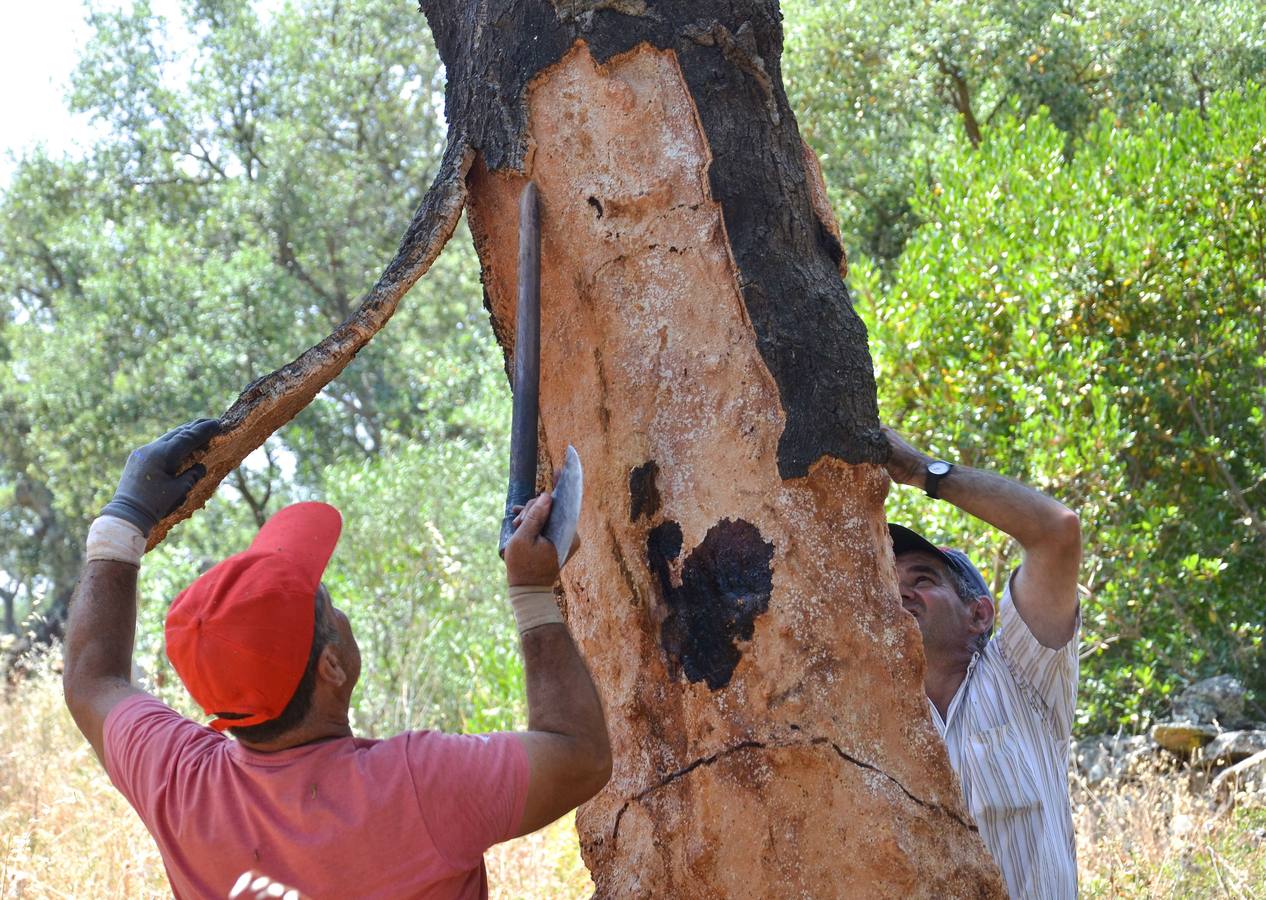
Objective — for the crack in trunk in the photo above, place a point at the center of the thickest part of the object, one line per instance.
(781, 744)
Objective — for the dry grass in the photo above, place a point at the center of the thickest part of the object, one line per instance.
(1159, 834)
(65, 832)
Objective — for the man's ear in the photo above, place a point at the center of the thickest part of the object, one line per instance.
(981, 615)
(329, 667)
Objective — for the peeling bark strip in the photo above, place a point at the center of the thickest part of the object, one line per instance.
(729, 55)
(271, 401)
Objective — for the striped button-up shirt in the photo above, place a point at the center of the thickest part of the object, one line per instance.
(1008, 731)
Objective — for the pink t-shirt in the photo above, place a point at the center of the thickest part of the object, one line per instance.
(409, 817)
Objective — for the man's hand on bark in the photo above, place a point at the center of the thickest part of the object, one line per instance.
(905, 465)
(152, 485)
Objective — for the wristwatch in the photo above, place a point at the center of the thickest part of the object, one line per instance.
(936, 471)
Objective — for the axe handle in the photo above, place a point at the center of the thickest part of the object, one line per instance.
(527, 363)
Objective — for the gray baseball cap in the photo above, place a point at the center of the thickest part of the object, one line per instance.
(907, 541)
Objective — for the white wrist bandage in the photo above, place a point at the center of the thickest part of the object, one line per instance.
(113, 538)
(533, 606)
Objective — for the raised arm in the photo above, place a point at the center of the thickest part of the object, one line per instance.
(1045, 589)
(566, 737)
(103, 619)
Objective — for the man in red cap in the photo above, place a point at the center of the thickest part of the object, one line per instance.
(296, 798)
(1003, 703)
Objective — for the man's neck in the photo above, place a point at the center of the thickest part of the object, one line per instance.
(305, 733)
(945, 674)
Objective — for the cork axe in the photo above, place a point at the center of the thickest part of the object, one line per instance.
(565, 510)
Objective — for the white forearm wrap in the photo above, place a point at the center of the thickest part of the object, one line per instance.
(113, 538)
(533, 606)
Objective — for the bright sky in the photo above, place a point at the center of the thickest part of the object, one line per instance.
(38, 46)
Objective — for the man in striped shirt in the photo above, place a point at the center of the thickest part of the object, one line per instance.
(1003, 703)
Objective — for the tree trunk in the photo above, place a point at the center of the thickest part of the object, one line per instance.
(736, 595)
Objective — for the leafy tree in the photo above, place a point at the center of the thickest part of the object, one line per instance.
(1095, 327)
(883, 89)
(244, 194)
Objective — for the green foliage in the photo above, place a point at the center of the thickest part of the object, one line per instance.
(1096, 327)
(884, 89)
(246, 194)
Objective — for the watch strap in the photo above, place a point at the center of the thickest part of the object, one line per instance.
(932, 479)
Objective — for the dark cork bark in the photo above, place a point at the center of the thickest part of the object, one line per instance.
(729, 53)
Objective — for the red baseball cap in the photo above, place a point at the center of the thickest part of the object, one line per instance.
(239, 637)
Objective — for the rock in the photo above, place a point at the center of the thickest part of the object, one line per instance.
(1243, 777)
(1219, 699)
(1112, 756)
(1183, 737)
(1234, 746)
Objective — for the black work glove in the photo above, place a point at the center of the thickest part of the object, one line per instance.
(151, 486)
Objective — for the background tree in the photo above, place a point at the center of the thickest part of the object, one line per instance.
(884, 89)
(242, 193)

■ ■ ■ ■ ■ ■ ■

What to do. Transcribe all of the material exactly, leaving out whatever pictures it contains.

Task result.
Objective — for the crack in trunk in the photo above, place a point at the center of the thickest part of the object, one line per instance.
(781, 744)
Objective — for the dry grass in the photo above, place a point at the center of the thickest part of the object, one line per instance.
(1159, 834)
(65, 832)
Objective — for the man's ear in the photo above, place a point at the center of the thickest part of the object, one line per instance.
(981, 615)
(329, 667)
Objective — for the peeling bark strip in the photo above, place a point at the center of the thickest part of the object, one line per instance.
(729, 55)
(271, 401)
Objective — for the striped button-up shirt in the photo above, place a point at the center of the thickest part of the object, one line per instance.
(1008, 731)
Objective — for the pink t-shirt in the photo above, place a point at the center of the thickest part of the object, one line per instance.
(409, 817)
Objective — for the man's hand on bark in the photo above, place a point at the center of the thickest part of the object, one line per instance.
(905, 465)
(152, 485)
Objective — for the wristwatch in the photo above, place a point at the center of the thickest part of the object, one line per instance.
(936, 471)
Objective — for the axe handle in the photo above, place a point at the center of the thickest part of the object, one line per instance.
(527, 363)
Objective — for the gray baseball cap in the photo above, place a point at the center of the thickest part of the object, one line per instance.
(907, 541)
Objective — for the white wrist bandage in the photo above, place a point at the center of the thickest part of the object, one line per instance.
(113, 538)
(533, 606)
Objective — for the raised arm in the photo above, place a point at the center of the thickest part of the object, one line per instance.
(1045, 589)
(566, 737)
(103, 619)
Objective — for the man in red cap in the photo above, place a point at the center of the thickest part of the object, one line per instance.
(296, 798)
(1003, 703)
Objective — for the man's neck in the photo above, place a point at the center of the thickest part of the object, one line per instance.
(305, 733)
(945, 674)
Objective — for the cork axe in the photo above, place a point at the center of the thickest part of the object, one line per instance.
(565, 510)
Objective — for the white forearm wrap in the photo above, place a point at the center of the thickest part of the object, one line per instance.
(113, 538)
(533, 606)
Objective — for the bright sky in the photo above, place a point at the center of the thickest part of the object, one line per instance.
(38, 46)
Objective — for the man in striped shirt in the photo above, place a point at the center of the thickest part of the object, one line per instance.
(1003, 703)
Objective — for the tree trunk in the photo above, place a point at the center of the thickest part of the object, one line per instance.
(736, 595)
Objective — for the leafy tree in the photo above, place a point at the center of the thickest part of the object, one line per instance.
(1095, 327)
(883, 89)
(244, 194)
Objective — for the green foliage in the photo above, place a point at the center of the thickest part of the object, one line per instance.
(1096, 327)
(884, 89)
(246, 194)
Objective — for the watch strap in the photo above, place a point at the center of the thickest part of the object, one line per instance.
(932, 479)
Objective — for the dark cork bark in the photo above, place a point at the center of the thickest part of the object, one line per instance.
(729, 53)
Objective — for the red baseball cap in the photo above, place a point at the center of the thickest part of the object, one line per instance.
(239, 637)
Objective — for the rock in the photo above, place a point at the center of the thickest part of the object, one line per instance.
(1243, 777)
(1219, 699)
(1112, 756)
(1183, 737)
(1234, 746)
Objective — for the black work glove in the photo above, place a point at the center of the thickest part of the object, one line per instance.
(151, 486)
Objective — for the background tree in the photo above, place a point at the center of the thickest part of the object, one line per instance.
(884, 89)
(242, 193)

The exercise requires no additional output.